YOUR ASSIGNMENT:
Copy out each line of the material below that holds the string "girl".

━━━━━━

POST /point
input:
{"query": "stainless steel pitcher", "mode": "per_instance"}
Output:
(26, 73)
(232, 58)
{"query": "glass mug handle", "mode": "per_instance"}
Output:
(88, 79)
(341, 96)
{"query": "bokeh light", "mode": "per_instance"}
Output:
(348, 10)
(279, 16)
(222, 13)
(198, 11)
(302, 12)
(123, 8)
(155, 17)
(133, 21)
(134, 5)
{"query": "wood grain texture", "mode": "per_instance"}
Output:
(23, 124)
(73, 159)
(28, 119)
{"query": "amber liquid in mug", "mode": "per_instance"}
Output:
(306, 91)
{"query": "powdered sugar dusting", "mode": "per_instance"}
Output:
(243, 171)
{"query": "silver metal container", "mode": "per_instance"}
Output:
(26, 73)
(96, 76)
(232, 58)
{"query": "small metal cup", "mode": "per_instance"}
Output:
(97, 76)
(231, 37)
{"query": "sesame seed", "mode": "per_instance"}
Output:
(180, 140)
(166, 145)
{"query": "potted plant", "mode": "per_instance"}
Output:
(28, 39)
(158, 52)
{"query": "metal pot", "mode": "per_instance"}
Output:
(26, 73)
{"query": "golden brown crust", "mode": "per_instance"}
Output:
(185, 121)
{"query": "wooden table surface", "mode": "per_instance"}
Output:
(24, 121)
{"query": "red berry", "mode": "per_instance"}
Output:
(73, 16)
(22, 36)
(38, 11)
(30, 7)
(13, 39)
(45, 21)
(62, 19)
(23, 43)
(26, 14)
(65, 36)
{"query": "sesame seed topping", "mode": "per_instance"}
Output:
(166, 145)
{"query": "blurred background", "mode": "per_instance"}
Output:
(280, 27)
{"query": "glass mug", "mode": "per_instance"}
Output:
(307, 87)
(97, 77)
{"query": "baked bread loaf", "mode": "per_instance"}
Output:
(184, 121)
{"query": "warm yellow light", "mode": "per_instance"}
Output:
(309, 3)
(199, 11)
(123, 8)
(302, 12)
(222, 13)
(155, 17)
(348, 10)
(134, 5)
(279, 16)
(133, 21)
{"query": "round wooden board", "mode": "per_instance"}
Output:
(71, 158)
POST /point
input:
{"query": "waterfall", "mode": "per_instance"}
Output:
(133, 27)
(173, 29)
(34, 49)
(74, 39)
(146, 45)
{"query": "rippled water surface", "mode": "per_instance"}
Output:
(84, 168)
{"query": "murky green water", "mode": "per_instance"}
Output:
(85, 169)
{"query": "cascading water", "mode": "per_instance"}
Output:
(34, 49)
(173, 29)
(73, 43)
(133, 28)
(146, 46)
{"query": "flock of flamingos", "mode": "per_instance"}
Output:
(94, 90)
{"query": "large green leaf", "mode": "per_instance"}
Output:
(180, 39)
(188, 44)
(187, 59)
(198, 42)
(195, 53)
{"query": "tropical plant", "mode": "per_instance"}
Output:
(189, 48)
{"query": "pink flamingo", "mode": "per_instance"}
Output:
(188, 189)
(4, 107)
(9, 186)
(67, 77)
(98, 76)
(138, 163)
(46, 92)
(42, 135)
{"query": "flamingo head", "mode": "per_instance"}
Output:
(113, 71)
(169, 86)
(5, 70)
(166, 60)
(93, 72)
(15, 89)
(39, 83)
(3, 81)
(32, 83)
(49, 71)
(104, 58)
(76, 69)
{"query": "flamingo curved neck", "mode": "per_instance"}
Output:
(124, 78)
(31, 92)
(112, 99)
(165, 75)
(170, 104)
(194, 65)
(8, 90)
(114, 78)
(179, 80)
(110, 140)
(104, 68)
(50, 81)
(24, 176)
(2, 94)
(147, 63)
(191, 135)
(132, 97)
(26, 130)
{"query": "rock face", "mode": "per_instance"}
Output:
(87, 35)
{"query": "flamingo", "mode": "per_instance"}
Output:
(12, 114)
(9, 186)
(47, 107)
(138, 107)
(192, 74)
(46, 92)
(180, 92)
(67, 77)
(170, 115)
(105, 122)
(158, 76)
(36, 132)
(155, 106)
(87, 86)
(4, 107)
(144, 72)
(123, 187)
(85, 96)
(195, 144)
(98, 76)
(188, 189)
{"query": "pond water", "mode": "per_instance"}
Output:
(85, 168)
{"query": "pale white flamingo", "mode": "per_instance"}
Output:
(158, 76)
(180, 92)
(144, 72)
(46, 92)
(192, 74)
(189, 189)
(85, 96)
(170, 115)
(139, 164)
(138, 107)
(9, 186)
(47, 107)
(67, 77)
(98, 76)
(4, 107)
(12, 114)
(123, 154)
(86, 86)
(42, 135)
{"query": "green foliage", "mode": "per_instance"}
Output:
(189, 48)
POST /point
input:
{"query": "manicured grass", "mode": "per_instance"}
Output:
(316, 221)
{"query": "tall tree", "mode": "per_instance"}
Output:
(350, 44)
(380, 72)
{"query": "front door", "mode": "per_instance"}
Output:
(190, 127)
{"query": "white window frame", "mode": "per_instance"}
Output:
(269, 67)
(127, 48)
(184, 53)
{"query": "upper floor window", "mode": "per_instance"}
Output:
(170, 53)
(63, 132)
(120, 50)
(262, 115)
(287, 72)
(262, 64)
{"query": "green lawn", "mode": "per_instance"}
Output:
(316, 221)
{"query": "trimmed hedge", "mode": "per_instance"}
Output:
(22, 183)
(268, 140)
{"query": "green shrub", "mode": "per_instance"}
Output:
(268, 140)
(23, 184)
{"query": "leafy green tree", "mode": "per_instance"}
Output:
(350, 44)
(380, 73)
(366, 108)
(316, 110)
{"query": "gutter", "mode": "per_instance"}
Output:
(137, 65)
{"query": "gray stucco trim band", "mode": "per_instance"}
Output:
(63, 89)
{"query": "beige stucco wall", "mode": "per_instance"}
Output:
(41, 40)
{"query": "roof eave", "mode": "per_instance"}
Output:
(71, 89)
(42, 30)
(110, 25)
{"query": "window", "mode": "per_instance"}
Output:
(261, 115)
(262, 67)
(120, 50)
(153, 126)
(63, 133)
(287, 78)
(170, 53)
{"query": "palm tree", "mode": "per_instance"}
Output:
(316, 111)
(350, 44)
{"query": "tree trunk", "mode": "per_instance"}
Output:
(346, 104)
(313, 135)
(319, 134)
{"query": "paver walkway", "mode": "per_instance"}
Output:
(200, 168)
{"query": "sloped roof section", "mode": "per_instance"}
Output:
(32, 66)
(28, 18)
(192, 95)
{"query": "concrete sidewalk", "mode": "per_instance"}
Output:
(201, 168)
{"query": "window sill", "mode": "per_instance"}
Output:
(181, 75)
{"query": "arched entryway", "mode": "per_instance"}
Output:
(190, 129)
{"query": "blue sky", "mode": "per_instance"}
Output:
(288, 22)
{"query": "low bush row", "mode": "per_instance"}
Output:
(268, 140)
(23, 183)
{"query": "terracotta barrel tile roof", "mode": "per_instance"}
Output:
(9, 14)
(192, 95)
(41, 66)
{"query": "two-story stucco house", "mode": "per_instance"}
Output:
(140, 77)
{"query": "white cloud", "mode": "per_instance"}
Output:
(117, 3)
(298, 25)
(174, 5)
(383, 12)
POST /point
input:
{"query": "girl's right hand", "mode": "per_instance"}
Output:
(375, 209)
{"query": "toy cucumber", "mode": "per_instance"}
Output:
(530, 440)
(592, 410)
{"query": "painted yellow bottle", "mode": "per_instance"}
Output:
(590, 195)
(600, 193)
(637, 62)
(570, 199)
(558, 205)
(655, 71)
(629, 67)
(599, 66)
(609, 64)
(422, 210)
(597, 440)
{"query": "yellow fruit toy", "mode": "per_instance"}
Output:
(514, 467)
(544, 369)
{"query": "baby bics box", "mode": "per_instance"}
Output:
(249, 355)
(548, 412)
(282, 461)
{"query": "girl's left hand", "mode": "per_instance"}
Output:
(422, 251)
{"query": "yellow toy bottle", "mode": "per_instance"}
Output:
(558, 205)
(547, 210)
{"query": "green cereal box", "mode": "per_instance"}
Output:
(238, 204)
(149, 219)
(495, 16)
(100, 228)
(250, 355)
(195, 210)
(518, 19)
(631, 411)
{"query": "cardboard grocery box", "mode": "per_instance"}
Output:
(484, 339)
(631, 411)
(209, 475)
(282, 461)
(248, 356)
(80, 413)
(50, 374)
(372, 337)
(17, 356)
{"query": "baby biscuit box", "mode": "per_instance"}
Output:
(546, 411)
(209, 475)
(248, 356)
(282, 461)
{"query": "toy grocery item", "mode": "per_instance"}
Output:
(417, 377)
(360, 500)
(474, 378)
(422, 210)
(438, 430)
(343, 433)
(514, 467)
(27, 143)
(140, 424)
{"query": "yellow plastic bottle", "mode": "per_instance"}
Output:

━━━━━━

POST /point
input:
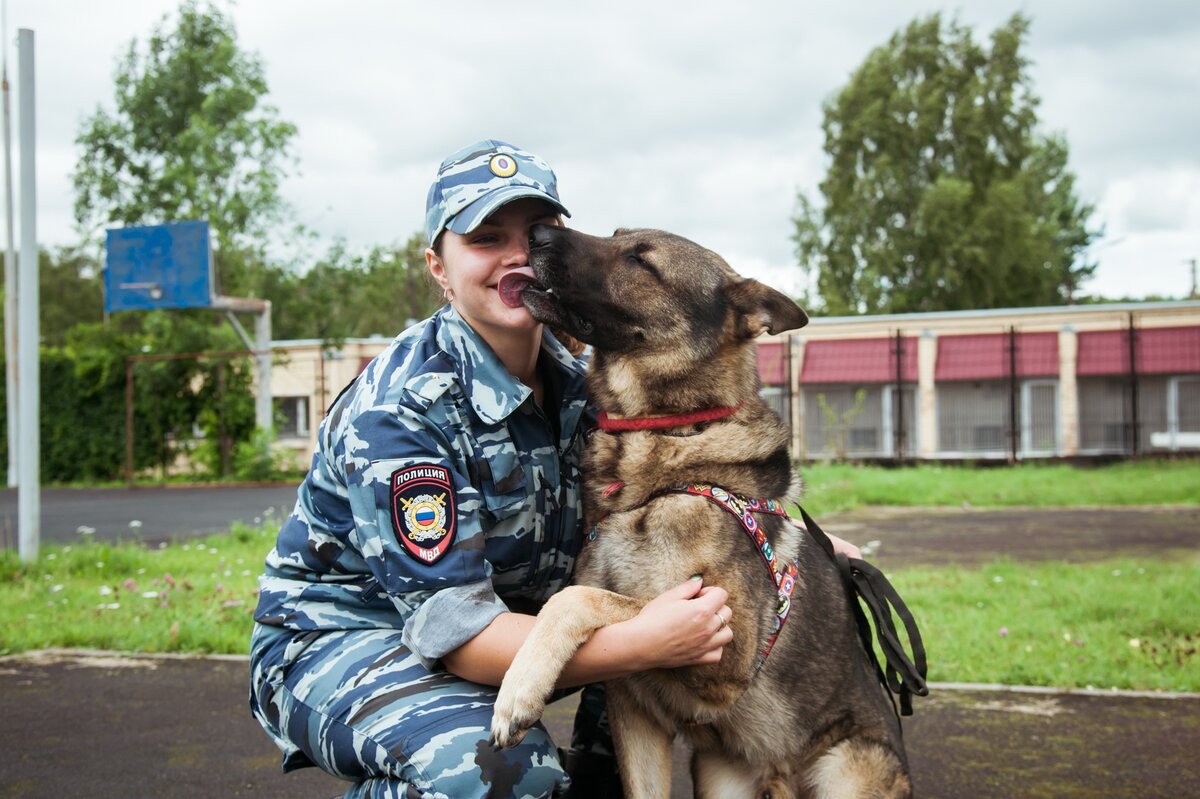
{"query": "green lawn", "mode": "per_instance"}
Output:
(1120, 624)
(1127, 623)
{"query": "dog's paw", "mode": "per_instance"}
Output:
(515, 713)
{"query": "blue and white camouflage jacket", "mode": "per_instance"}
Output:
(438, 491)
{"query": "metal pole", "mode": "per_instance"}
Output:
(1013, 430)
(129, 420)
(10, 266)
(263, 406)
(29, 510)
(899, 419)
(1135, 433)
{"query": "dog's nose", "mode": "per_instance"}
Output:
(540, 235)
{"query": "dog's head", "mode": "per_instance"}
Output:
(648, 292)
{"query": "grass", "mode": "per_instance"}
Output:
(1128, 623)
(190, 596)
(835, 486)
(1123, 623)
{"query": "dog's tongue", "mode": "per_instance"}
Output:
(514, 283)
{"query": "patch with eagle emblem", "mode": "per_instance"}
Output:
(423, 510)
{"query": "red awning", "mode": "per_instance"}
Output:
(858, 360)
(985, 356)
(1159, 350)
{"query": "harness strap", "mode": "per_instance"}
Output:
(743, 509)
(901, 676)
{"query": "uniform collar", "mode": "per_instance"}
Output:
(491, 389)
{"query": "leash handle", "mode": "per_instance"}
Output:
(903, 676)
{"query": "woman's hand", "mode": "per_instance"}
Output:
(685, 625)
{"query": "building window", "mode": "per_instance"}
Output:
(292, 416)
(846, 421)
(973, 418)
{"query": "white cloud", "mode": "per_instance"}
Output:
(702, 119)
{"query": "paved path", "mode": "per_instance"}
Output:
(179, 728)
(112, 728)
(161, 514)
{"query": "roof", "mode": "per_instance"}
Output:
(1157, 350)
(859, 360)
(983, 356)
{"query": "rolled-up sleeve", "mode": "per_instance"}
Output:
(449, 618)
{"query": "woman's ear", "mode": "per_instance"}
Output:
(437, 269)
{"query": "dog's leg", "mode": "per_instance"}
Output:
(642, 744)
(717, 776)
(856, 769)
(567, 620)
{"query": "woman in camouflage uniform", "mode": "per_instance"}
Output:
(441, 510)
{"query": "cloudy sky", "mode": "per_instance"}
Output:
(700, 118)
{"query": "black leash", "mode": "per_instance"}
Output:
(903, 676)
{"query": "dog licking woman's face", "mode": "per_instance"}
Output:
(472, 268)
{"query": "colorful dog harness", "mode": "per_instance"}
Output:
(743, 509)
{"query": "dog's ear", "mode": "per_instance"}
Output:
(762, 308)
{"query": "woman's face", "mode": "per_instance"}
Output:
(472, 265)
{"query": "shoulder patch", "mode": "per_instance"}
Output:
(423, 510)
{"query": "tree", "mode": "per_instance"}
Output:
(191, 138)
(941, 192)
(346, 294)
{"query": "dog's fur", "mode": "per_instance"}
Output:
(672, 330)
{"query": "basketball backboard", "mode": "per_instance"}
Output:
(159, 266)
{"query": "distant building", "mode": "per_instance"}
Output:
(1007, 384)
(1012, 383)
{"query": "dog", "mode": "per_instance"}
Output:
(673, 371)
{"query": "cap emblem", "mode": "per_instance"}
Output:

━━━━━━

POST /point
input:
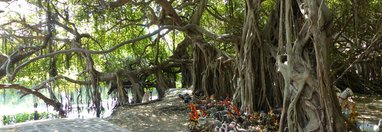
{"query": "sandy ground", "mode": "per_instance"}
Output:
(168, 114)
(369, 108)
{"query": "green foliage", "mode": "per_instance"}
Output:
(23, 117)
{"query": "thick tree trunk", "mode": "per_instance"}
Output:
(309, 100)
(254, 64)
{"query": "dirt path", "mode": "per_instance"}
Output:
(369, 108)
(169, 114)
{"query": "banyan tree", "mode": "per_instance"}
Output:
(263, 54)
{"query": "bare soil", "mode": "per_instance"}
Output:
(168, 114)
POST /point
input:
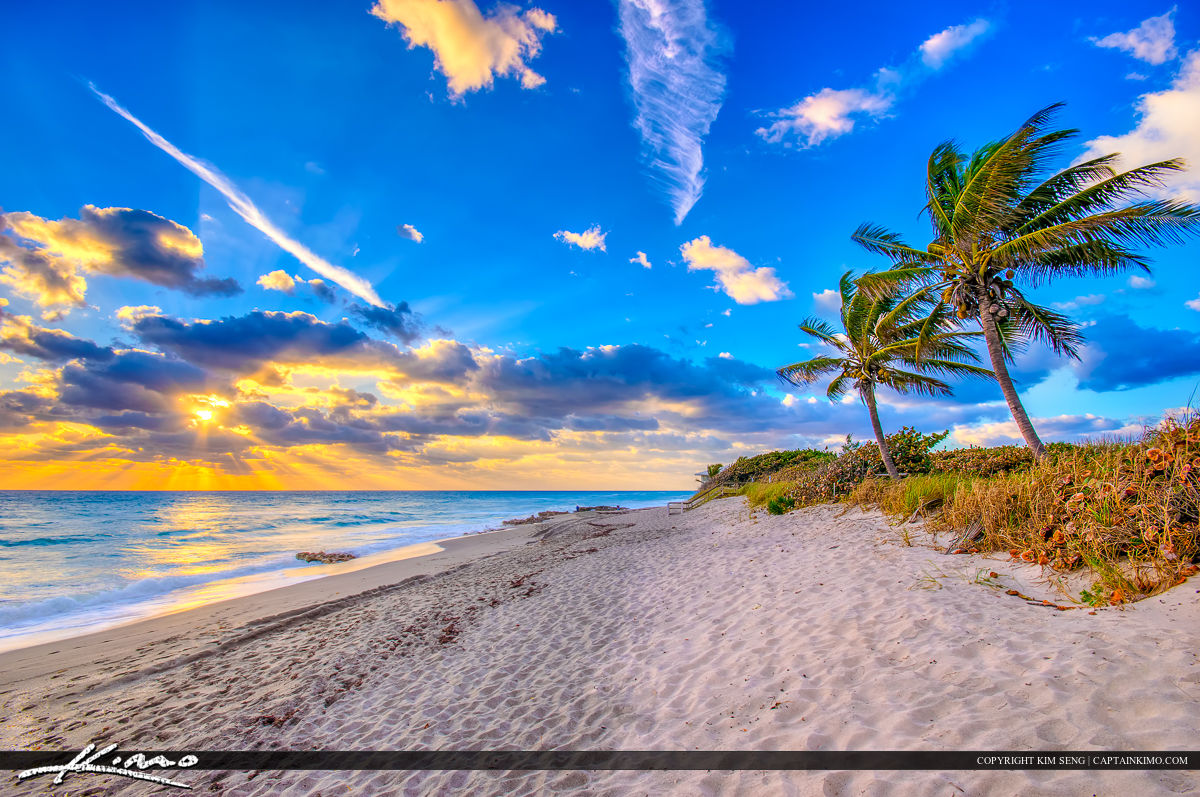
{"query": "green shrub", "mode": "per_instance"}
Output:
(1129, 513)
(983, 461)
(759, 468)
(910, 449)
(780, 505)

━━━━━━

TASK SOLUTION:
{"query": "girl's right hand", "mode": "per_instance"}
{"query": "girl's left hand", "mode": "per_instance"}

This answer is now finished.